#### [DIRECTION]
Rewrite the data from the line with "shrub in the photo above." to the line with "x=419, y=719", both lines included, keeping every line in that span. Shift each answer coordinate by adding -103, and leave all other text and numbers unchanged.

#### [ENTRIES]
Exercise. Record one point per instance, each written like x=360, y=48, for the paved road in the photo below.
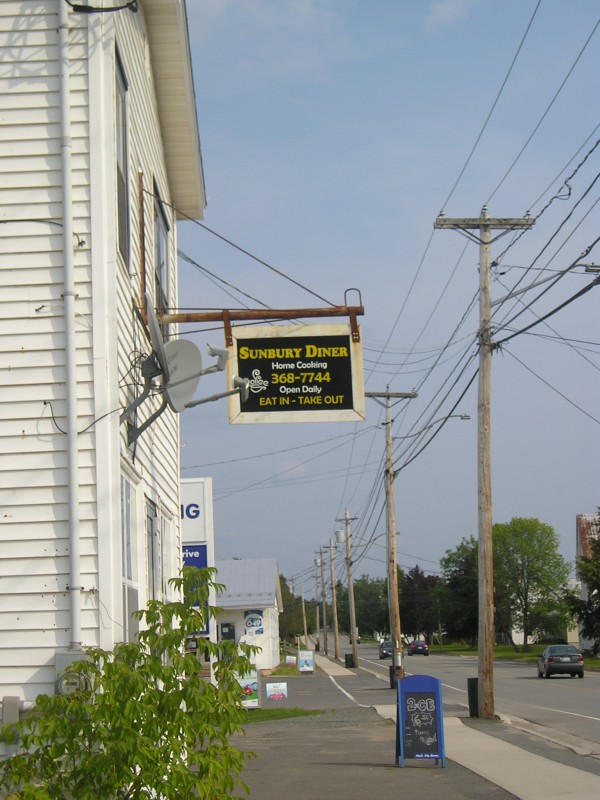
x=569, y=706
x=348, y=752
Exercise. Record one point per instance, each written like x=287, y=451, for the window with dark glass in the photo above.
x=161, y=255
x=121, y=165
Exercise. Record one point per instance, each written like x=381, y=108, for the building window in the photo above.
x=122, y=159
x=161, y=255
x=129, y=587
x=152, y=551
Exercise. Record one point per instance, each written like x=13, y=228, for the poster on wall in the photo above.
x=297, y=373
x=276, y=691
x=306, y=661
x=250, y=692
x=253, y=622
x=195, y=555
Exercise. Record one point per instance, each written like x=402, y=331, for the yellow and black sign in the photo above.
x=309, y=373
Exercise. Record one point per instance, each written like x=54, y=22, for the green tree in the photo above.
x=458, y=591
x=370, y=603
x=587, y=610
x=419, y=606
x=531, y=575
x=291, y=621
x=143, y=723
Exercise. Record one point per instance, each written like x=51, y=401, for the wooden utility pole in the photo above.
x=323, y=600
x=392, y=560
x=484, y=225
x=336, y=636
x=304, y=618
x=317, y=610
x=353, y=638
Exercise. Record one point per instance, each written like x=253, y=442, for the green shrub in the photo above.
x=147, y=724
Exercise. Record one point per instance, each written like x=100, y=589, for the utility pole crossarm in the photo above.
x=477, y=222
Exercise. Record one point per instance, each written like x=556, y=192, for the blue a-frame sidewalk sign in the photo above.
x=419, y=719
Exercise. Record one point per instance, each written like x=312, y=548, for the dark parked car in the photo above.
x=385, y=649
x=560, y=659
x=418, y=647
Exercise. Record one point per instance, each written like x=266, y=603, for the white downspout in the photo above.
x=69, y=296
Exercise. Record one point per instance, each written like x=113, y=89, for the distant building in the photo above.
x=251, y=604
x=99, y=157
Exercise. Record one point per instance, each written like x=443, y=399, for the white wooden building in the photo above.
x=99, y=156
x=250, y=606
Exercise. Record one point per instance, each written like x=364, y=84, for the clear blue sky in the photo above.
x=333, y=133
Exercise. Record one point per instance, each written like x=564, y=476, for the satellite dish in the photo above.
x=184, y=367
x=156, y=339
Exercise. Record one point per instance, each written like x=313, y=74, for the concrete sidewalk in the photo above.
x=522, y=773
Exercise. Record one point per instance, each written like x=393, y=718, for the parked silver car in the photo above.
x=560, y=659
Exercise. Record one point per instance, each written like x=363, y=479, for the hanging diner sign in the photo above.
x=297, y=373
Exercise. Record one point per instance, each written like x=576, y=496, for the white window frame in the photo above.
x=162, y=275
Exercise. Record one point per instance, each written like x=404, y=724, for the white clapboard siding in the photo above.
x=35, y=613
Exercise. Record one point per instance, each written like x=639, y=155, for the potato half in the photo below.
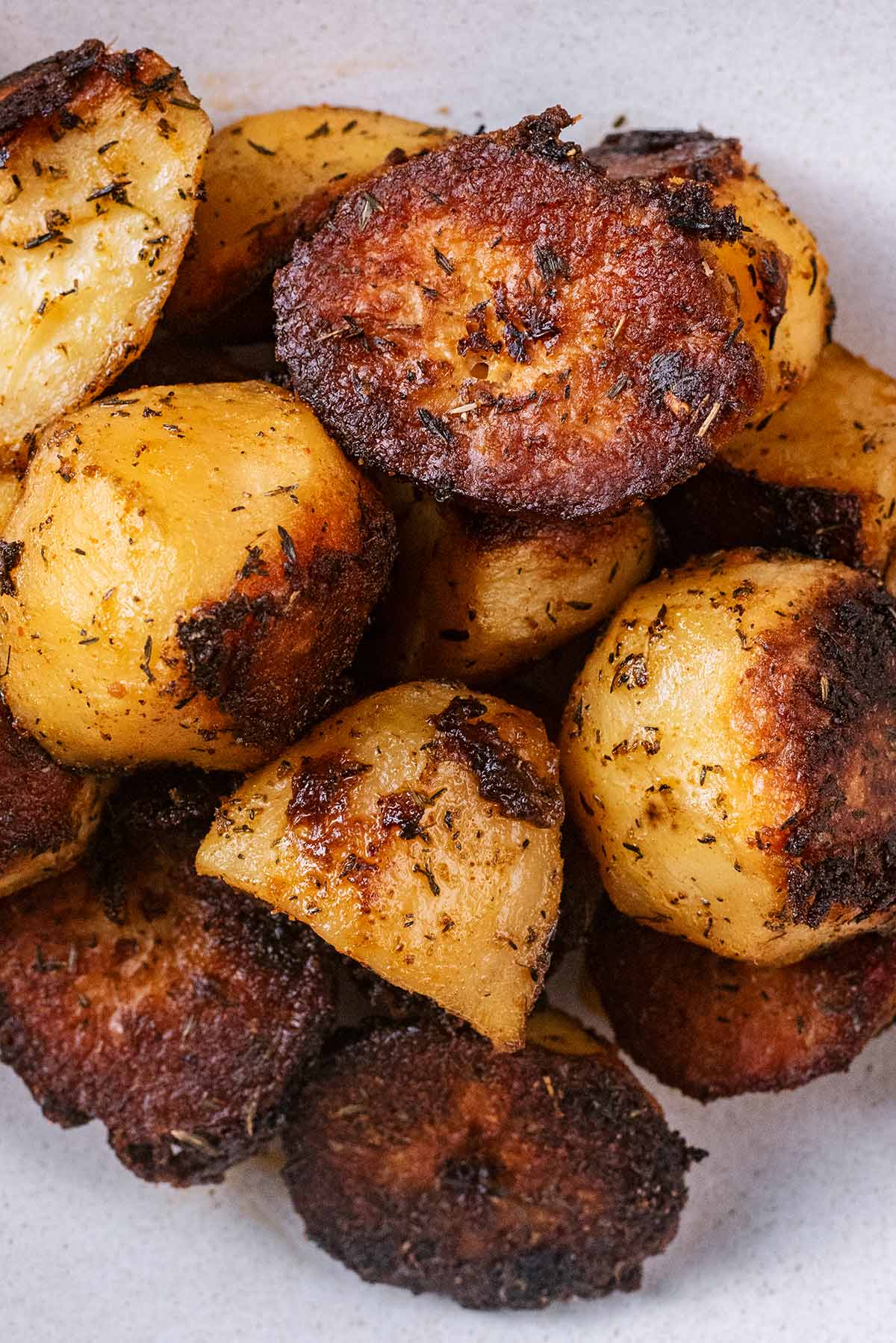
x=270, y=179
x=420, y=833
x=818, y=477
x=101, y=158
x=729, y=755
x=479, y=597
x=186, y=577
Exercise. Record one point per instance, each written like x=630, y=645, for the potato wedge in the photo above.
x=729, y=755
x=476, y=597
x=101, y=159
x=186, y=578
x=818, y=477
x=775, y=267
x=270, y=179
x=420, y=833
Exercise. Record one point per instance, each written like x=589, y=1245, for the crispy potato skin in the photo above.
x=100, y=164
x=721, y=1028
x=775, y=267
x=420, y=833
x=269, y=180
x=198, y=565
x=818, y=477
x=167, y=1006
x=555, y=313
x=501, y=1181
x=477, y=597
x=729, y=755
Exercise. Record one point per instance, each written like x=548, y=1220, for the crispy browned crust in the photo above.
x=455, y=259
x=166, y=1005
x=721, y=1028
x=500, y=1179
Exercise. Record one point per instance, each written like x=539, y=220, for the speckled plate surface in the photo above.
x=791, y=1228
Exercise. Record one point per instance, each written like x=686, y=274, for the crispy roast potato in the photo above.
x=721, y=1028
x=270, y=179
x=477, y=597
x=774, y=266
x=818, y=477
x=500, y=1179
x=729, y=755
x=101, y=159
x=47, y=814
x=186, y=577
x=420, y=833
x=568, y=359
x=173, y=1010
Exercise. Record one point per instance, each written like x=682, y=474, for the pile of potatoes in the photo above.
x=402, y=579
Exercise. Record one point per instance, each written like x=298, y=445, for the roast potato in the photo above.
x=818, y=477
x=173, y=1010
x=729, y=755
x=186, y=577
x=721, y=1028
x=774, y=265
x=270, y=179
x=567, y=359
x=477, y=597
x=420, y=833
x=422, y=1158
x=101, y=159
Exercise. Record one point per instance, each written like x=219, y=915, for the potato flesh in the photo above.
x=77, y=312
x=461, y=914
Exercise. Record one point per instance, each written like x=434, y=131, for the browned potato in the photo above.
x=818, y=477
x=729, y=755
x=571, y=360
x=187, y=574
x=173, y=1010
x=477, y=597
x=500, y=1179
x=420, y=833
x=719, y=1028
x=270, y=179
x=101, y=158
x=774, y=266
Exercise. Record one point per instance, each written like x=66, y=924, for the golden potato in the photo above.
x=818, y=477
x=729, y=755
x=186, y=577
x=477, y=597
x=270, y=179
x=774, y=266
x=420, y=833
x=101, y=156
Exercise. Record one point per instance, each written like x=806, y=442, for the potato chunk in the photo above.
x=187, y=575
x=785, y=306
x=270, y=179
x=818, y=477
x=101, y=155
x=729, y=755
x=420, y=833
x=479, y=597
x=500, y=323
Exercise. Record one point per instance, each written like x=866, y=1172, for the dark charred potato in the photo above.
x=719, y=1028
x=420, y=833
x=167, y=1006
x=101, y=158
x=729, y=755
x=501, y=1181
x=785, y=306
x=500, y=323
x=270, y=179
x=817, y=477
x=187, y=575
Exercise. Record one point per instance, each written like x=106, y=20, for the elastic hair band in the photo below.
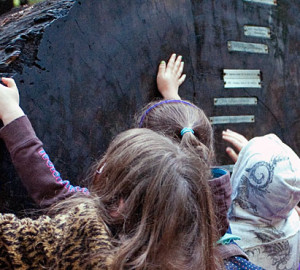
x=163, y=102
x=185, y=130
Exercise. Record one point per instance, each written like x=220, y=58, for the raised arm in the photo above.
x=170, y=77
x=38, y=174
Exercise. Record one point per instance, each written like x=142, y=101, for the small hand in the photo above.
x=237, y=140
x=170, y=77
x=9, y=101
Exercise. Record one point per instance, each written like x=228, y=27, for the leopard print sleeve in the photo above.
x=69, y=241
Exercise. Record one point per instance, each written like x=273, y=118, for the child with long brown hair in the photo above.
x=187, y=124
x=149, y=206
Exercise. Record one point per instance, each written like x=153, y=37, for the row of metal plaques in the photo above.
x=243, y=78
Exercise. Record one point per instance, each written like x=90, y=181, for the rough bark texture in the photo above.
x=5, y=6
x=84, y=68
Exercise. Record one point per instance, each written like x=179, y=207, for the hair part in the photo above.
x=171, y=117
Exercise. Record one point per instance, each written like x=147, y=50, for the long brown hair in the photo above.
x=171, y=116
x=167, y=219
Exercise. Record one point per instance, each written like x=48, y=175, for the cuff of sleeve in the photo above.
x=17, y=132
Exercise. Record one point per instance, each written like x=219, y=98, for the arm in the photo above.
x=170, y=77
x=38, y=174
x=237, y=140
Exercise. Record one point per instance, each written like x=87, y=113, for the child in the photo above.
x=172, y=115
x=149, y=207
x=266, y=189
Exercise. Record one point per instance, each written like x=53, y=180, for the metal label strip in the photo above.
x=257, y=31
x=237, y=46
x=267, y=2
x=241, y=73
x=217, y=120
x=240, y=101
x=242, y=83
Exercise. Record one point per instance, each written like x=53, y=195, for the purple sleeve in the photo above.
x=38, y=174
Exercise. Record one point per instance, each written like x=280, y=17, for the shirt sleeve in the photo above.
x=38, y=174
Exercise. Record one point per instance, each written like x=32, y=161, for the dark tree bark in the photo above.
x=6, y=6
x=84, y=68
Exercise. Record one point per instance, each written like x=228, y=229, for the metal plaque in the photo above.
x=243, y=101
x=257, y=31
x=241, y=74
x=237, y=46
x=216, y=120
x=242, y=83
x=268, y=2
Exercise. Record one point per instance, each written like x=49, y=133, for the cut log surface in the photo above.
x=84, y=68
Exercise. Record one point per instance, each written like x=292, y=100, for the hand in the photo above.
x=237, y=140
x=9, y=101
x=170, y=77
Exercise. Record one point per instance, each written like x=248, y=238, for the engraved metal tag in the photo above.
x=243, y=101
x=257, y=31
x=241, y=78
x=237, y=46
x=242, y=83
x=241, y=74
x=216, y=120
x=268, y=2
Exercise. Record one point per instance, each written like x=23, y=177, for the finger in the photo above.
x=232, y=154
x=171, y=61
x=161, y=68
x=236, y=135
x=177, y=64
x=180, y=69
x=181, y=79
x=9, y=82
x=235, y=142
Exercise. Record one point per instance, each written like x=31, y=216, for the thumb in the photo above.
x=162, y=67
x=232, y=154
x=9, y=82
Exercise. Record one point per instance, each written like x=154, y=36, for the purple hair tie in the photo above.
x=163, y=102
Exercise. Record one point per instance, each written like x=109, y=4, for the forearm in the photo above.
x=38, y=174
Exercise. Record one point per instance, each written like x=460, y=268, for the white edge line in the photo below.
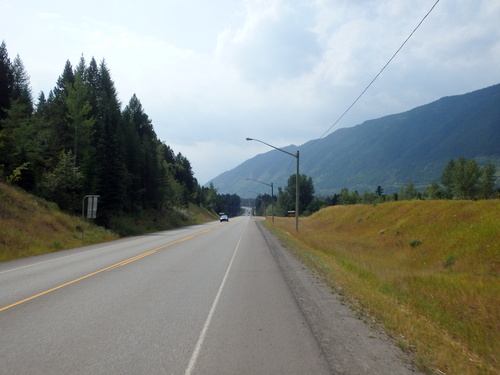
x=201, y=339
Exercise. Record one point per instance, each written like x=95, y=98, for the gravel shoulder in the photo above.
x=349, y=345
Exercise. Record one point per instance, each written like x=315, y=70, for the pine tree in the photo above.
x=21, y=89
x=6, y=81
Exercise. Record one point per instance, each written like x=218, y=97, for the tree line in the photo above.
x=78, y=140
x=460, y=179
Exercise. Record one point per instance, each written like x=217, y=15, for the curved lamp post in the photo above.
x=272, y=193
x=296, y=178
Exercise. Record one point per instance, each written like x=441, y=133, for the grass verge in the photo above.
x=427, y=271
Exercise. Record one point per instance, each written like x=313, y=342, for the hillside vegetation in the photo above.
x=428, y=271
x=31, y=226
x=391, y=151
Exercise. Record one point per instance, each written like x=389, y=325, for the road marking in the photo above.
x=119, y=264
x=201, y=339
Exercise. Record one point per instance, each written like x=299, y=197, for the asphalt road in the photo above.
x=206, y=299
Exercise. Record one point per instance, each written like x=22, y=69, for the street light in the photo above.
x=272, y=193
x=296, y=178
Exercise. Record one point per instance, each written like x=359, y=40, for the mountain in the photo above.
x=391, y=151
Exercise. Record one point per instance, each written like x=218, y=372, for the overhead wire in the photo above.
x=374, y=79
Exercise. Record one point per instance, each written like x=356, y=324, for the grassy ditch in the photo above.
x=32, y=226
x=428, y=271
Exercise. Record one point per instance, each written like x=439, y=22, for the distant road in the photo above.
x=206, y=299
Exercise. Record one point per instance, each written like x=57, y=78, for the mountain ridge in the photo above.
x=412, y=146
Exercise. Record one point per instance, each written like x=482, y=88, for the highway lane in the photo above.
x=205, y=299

#### [EXPECTED OUTPUT]
Exercise. Record one point per instance, each written like x=253, y=442, for the green shrub in the photo above.
x=44, y=621
Exercise. Record one point per instance, each written like x=100, y=589, for the utility pole crossarm in the photo above.
x=374, y=119
Exercise. Record one point per instance, each written like x=556, y=192, for the blue a-frame sidewalk sign in the photo above.
x=316, y=616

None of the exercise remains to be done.